Duplicate the passage of the Stan Freberg article below, starting at "[Dixielandjazz] Stan Freberg" and ending at "album ever released.".
-- Start SOURCE TEXT --
[Dixielandjazz] Stan Freberg interviewed

Robert Ringwald rsr at ringwald.com
Thu Apr 28 17:14:48 PDT 2011


This article mainly talks about what I feel is the greatest comedy album ever released.  

A great Jazzy score and note the reference to Bix.  


50 Years Later, Freberg's History Lesson Still Sings
by Michael Phillips
Chicago Tribune, April 27, 2011
Fifty years ago this week, Capitol Records released an album destined to conquer
the hearts and minds of comedy nerds around this round, round world. It carried the
grandiose title "Stan Freberg Presents the United States of America, Vol. 1: The
Early Years." The label's promotional materials sold this "original musical revue
for records" as "not just another comedy record, but a whole show... the most extravagant
album ever produced."
Sound a mite overboard? Funny you should put it that way: "A little overboard" is
precisely how Ben Franklin describes the Declaration of Independence on Freberg's
album, in the lead-in to the song "A Man Can't Be Too Careful What He Signs These
Days." Played by Freberg, Franklin tells Jefferson (Byron Kane) that the petition
smells "a little pinko." No dice on the signing, Franklin concludes, just before
the downbeat. "I'm not gonna spend the rest of my life writing in Europe!"
This is the enduring glory of Freberg's achievement, still being taught at The Second
City: It is amusing on paper, but it kills out loud. The jokes work, even the topical
ones built upon common knowledge of the Communist witch hunts or National Brotherhood
Week or "Bonanza" or advertising's infiltration into mass American culture, because
"The United States of America" was the result of one man's benign but highly sophisticated
satiric vision. Freberg was (and is) witty every which way, beginning with the surety
and delight of his vocal characterizations of Franklin, George Washington, Yankee
Doodle and others.
As the cake's icing, Freberg got his radio show colleague and pal, longtime Sinatra
arranger Billy May, to deliver a big, golden-age-of-Broadway sound. And this wasn't
mere background music.
Released May 1, 1961, Freberg's fractured history lesson became a touchstone for
a weird array of celebrities and regular people. The "Sgt. Pepper of comedy albums,"
as the LA Times called it, was indeed a favorite of the Beatles.
"Well, I'm not sure about Ringo," Freberg said by phone the other day from his Cheviot
Hills home near Century City in Los Angeles. But Paul McCartney often credited Freberg's
songs as seminal influences. "Oh," Freberg added, "and George Harrison's father told
me George knew every song by heart." In the non-Beatles realm, Billy Crystal knew
'em all as well. He used to re-create the album's vignettes when performing at Sweet
16 parties.
Steven Spielberg and Richard Dreyfuss also knew the score. In a 1975 Time magazine
cover story on "Jaws," Spielberg recalled waiting for the fog to lift off Martha's
Vineyard in between camera setups. He and Dreyfuss passed the time singing "The United
States of America." Decades later, at an early 2011 event at the Directors Guild
of America, Freberg and his wife, Hunter, met Spielberg for the first time.
-- End SOURCE TEXT --
-- Start INFORMATION SUPPLIED --
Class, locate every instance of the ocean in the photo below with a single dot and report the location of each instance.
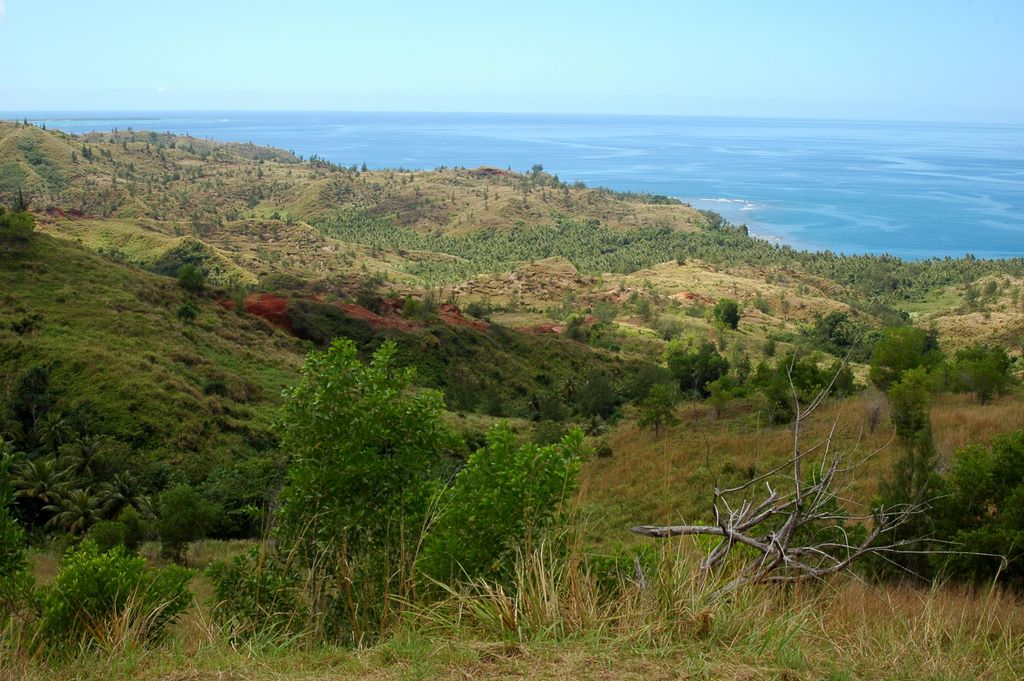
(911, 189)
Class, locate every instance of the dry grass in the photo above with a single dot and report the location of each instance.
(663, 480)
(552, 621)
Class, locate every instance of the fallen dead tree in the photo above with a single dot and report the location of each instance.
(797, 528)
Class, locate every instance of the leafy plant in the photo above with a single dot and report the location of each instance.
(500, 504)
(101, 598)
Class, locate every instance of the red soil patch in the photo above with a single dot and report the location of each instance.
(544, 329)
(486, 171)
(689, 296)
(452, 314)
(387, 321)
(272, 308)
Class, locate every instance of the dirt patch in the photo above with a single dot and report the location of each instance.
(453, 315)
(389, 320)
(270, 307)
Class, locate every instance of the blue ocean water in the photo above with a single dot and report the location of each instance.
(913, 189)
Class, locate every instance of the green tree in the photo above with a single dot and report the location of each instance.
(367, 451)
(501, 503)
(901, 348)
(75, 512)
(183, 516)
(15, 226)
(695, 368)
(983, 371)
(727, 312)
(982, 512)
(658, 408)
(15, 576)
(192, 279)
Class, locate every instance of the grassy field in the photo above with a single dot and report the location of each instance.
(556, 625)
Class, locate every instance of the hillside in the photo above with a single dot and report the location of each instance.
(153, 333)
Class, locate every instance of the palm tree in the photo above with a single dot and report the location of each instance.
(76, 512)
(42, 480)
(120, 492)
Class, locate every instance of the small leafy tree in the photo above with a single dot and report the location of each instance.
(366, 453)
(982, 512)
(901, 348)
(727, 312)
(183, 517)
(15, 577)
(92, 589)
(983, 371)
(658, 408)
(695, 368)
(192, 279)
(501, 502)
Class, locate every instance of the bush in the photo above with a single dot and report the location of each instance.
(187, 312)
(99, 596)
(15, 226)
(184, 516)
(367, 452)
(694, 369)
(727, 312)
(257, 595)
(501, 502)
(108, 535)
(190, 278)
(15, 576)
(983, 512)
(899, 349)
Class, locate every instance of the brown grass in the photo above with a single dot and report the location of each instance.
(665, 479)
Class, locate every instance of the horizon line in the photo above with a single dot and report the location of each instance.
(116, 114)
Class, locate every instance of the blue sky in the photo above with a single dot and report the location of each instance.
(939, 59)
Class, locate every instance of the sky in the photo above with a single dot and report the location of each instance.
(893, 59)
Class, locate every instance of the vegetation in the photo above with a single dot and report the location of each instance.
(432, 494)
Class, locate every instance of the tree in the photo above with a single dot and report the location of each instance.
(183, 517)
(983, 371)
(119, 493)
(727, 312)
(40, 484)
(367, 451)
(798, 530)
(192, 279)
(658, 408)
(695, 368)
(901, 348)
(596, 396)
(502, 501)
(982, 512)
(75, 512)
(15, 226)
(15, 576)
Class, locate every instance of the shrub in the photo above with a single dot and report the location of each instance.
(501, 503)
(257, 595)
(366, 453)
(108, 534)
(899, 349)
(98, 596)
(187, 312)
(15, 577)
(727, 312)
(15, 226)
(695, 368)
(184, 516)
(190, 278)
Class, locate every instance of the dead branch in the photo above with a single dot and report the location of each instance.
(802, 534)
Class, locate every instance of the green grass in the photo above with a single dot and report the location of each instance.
-- End INFORMATION SUPPLIED --
§ OUTPUT FOR THIS TASK
[Dixielandjazz] Stan Freberg interviewed

Robert Ringwald rsr at ringwald.com
Thu Apr 28 17:14:48 PDT 2011


This article mainly talks about what I feel is the greatest comedy album ever released.